Appeal No. 2018AP318




This opinion is subject to further editing. If published, the official version will appear in the bound volume of the Official Reports. A party may file with the Supreme Court a petition to review an adverse decision by the Court of Appeals. See WIS. STAT. § 808.10 and RULE 809.62.

Cir. Ct. No. 2017TRO12583

APPEAL from a judgment of the circuit court for Dane County: TIMOTHY T. SAMUELSON, Judge. Affirmed.

¶1 KLOPPENBURG, J. Stuart Topping appeals a judgment revoking his driver's license for two years. He challenges the circuit court's factual finding that he refused to submit to a breath test after his arrest for operating a motor vehicle while intoxicated. Because I conclude that Topping fails to show that the court's finding is clearly erroneous, I affirm.

This appeal is decided by one judge pursuant to WIS. STAT. § 752.31(2)(c) (2015-16). All references to the Wisconsin Statutes are to the 2015-16 version unless otherwise noted. The State did not submit a respondent's brief, and I have determined that this appeal may be decided based solely on Topping's brief and the record.


¶2 The following facts are undisputed. In May 2017, Stuart Topping was pulled over by Monona Police Officer Jacob Ostrowski after Ostrowski observed Topping's car speeding and weaving between lanes. Suspecting that Topping was operating under the influence of alcohol, Ostrowski conducted three field sobriety tests, all of which Topping failed. Ostrowski then attempted to administer a preliminary breath test to Topping, but a result did not register because Topping did not blow into the apparatus with sufficient force.

¶3 Ostrowski then placed Topping under arrest and took him to the Monona Police Department, where he read Topping the Wisconsin Informing the Accused form and asked Topping again to submit to a breath test. During the approximately nine-minute dialogue that followed, Topping asked a series of questions—some of them duplicative—about alternatives to submitting to the test, where and when the breath test and alternative tests would be conducted, and what the result would be if he refused to take the breath test. Topping also asked both that Ostrowski re-read part of the form to him, and that he be allowed to re-read it himself. Ostrowski re-read the form as requested, allowed Topping to re-read the form himself, and repeatedly explained the result if Topping refused the breath test. Over the course of the interview, Ostrowski directly asked Topping whether he would take the breath test six different times, but Topping never gave an unequivocal response. Ostrowski then informed Topping that he would be marked as a refusal.

¶4 Topping requested a refusal hearing, which was held before the circuit court in January 2018. Ostrowski and Topping testified at the hearing, and the State played a video recording of Ostrowski's interview of Topping. At the conclusion of the hearing, the court determined that Topping had refused to submit to the breath test, finding that Topping was informed of his rights, that there was probable cause to conduct the test, and that Topping's extended equivocation and "refusal to answer either yes or no" in response to Ostrowski's direct questioning constituted a refusal to submit to the test. Topping appeals, challenging only the court's factual finding that he refused to submit to the breath test.

- _TO BE DONE_:
A: Answer these questions about the court opinion above:
(i) How many field sobriety tests did the officer give Topping?
(ii) About how long was the talk at the police department after the form was read?
(iii) In what month and year was the refusal hearing held?
B: Copy the court opinion word for word, everything from "This opinion is" down to "SAMUELSON, Judge. Affirmed.".

- _ENTRIES_:

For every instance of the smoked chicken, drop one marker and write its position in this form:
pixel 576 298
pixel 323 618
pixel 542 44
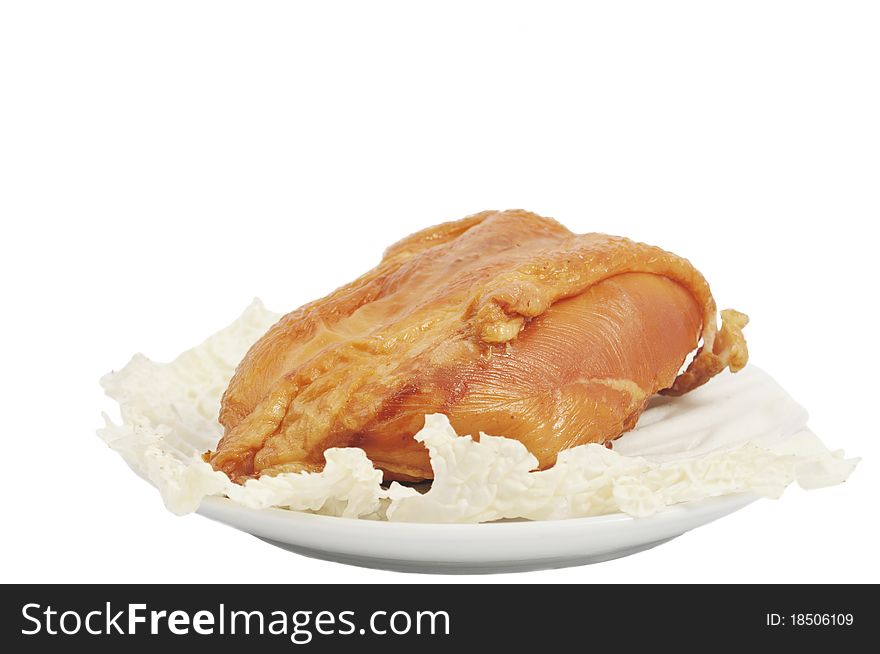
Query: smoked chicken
pixel 506 322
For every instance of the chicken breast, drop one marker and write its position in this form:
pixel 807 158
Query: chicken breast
pixel 505 321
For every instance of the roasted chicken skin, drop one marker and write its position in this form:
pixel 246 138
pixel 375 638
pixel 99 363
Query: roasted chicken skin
pixel 506 322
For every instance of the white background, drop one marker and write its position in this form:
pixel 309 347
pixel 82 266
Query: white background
pixel 161 163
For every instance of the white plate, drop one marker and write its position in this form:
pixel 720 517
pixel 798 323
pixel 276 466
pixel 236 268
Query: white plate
pixel 513 546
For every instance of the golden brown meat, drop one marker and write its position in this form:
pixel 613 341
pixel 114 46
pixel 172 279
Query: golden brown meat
pixel 505 321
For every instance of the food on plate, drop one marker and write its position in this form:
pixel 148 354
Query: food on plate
pixel 506 322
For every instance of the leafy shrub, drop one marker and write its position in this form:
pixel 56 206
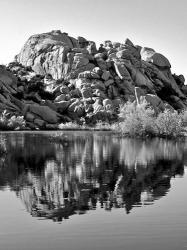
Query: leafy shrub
pixel 137 119
pixel 8 122
pixel 141 120
pixel 169 124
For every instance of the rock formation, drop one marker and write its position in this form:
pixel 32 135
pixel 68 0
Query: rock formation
pixel 56 78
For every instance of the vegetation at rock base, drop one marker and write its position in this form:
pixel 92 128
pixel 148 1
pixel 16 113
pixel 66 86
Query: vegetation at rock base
pixel 14 122
pixel 141 121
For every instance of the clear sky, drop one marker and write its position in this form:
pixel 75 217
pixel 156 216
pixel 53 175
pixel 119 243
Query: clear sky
pixel 160 24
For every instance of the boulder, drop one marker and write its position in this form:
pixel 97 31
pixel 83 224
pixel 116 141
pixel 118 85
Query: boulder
pixel 46 113
pixel 47 53
pixel 62 106
pixel 86 92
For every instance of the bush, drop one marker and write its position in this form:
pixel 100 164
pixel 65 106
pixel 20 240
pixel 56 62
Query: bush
pixel 169 124
pixel 137 119
pixel 8 122
pixel 141 121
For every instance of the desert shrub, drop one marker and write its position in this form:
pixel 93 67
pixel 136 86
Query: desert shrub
pixel 137 119
pixel 169 124
pixel 70 126
pixel 8 122
pixel 141 120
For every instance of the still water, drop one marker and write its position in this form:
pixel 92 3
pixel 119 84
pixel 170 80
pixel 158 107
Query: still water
pixel 86 190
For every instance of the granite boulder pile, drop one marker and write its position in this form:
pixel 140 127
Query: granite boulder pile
pixel 57 78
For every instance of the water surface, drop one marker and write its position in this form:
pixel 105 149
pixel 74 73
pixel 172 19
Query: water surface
pixel 86 190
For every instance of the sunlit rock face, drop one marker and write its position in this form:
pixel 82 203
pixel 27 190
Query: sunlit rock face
pixel 47 53
pixel 83 172
pixel 57 79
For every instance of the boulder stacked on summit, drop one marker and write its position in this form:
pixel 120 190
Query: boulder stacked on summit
pixel 57 78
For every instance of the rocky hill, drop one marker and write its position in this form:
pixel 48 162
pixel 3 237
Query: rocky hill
pixel 56 78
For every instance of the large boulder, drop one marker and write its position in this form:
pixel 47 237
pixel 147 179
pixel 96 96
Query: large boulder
pixel 47 53
pixel 43 112
pixel 8 81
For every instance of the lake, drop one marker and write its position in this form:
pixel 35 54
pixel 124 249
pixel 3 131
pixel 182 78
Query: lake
pixel 91 190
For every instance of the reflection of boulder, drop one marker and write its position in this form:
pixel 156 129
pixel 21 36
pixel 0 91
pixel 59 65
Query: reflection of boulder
pixel 77 171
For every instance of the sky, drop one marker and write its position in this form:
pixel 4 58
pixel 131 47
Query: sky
pixel 158 24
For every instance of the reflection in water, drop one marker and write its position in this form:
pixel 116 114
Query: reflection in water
pixel 83 171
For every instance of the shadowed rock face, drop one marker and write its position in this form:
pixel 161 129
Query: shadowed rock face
pixel 73 81
pixel 47 53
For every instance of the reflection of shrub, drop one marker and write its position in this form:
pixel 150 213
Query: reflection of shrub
pixel 141 120
pixel 8 122
pixel 70 126
pixel 169 123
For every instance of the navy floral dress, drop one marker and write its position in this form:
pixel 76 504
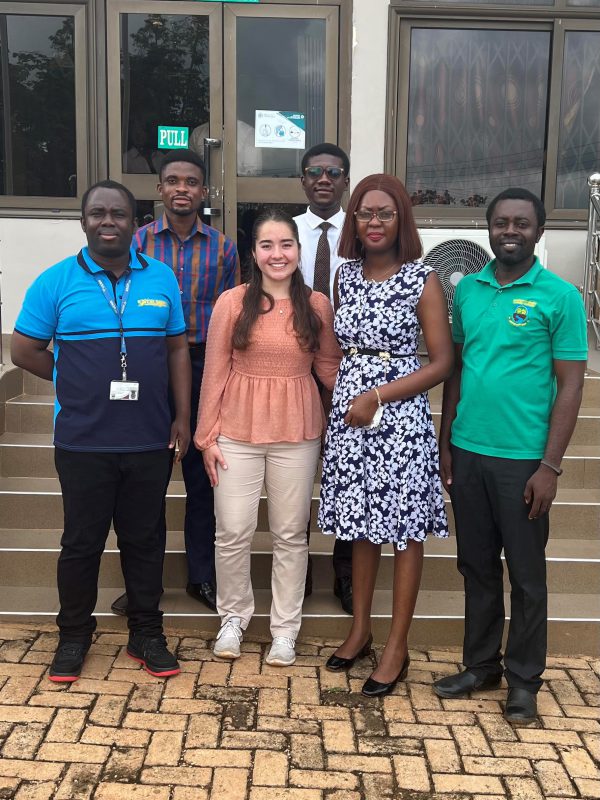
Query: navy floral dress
pixel 381 484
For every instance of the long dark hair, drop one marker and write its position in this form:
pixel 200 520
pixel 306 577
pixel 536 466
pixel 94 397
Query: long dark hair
pixel 306 322
pixel 408 244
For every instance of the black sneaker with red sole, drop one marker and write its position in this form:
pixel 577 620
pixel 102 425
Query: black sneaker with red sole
pixel 67 662
pixel 151 652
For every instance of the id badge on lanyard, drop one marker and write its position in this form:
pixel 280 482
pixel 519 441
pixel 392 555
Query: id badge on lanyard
pixel 124 389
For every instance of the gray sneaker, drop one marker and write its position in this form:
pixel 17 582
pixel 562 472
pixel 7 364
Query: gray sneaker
pixel 227 644
pixel 282 652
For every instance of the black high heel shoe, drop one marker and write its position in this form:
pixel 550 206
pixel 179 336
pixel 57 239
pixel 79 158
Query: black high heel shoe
pixel 337 663
pixel 373 688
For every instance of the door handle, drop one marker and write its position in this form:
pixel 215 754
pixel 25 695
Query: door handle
pixel 210 144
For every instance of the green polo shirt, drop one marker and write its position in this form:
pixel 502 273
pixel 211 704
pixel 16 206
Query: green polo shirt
pixel 510 335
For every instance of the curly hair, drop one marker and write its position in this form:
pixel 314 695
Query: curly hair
pixel 306 322
pixel 408 245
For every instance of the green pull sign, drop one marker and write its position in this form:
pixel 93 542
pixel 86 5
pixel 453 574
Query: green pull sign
pixel 172 138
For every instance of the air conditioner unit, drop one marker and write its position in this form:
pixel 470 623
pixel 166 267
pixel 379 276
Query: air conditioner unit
pixel 456 252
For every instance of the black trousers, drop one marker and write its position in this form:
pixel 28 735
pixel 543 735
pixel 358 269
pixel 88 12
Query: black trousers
pixel 199 527
pixel 491 515
pixel 127 489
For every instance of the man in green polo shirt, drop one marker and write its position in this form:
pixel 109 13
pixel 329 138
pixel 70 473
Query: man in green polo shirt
pixel 508 413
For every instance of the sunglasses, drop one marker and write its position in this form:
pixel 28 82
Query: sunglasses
pixel 382 216
pixel 332 172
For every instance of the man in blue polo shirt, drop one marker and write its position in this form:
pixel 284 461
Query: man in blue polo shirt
pixel 205 263
pixel 508 413
pixel 116 321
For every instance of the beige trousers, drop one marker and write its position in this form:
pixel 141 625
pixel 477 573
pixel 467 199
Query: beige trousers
pixel 287 470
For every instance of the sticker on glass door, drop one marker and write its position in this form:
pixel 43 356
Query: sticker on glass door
pixel 284 129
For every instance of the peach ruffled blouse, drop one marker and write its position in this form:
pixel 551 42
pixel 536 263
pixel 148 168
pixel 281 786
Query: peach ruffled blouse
pixel 265 393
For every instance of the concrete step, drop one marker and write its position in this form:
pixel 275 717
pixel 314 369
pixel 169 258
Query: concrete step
pixel 36 503
pixel 573 626
pixel 32 455
pixel 570 562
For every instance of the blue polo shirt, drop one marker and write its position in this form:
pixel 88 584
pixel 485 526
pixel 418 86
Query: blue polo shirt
pixel 511 336
pixel 66 304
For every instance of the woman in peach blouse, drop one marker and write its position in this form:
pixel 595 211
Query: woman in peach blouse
pixel 261 420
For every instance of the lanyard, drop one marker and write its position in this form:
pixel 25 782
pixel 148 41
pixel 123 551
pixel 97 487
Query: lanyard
pixel 119 311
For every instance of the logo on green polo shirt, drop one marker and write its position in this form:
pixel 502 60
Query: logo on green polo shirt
pixel 520 315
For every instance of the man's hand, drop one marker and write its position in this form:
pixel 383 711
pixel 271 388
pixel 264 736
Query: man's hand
pixel 446 466
pixel 211 457
pixel 180 436
pixel 361 410
pixel 540 491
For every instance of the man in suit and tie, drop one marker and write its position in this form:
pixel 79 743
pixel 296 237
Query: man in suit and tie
pixel 325 177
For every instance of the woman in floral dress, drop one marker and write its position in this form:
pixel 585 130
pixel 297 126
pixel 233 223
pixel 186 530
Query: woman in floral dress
pixel 380 470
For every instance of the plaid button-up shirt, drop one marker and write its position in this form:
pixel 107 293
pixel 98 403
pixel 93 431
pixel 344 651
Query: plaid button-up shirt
pixel 205 264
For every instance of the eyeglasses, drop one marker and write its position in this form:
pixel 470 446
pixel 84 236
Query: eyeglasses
pixel 332 172
pixel 383 216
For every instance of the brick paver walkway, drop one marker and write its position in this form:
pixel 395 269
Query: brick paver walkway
pixel 247 731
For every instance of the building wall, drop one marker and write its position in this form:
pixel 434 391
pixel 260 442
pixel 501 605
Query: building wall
pixel 27 248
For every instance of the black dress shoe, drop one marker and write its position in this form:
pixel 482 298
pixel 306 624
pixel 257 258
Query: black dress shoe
pixel 120 605
pixel 464 683
pixel 342 588
pixel 337 663
pixel 373 688
pixel 204 592
pixel 521 706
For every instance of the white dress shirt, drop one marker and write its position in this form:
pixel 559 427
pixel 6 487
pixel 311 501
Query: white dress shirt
pixel 309 232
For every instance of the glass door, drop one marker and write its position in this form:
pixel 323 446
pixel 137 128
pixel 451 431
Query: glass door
pixel 280 98
pixel 165 71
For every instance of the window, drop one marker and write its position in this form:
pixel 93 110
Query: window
pixel 38 102
pixel 579 139
pixel 476 114
pixel 483 103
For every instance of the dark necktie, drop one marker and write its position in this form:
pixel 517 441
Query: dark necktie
pixel 322 261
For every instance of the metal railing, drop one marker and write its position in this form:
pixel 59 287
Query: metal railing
pixel 1 334
pixel 591 273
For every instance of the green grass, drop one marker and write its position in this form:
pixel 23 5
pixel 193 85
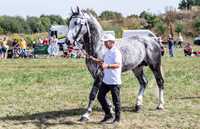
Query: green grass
pixel 52 93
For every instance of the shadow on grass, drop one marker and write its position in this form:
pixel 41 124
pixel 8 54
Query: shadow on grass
pixel 53 118
pixel 197 97
pixel 45 119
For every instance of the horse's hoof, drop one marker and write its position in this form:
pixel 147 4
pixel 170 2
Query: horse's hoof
pixel 84 119
pixel 138 108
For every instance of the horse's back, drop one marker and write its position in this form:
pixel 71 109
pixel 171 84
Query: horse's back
pixel 136 50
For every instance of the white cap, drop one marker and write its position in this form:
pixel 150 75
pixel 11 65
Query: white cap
pixel 108 37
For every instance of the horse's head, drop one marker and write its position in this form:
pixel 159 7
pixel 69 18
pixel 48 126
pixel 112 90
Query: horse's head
pixel 77 27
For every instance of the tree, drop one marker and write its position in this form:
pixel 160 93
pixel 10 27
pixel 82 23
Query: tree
pixel 179 27
pixel 150 19
pixel 92 12
pixel 35 24
pixel 196 24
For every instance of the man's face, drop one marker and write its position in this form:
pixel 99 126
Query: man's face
pixel 109 44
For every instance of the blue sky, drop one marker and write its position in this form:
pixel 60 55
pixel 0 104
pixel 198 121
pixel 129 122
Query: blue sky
pixel 62 7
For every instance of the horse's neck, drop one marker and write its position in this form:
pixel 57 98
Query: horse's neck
pixel 92 40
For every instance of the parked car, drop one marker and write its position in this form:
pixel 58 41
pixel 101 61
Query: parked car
pixel 197 40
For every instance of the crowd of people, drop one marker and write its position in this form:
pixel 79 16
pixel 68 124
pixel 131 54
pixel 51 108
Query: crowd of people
pixel 172 44
pixel 17 47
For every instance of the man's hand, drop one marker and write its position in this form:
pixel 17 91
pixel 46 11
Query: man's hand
pixel 97 61
pixel 104 66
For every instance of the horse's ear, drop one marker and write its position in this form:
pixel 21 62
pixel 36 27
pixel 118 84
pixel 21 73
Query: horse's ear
pixel 72 10
pixel 78 10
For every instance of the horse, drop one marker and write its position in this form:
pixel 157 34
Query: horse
pixel 137 52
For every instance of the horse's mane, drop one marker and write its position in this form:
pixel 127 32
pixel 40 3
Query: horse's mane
pixel 94 24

- _RESPONSES_:
A:
(i) Three
(ii) About nine minutes
(iii) January 2018

B:
This opinion is subject to further editing. If published, the official version will appear in the bound volume of the Official Reports. A party may file with the Supreme Court a petition to review an adverse decision by the Court of Appeals. See WIS. STAT. § 808.10 and RULE 809.62.

Cir. Ct. No. 2017TRO12583

APPEAL from a judgment of the circuit court for Dane County: TIMOTHY T. SAMUELSON, Judge. Affirmed.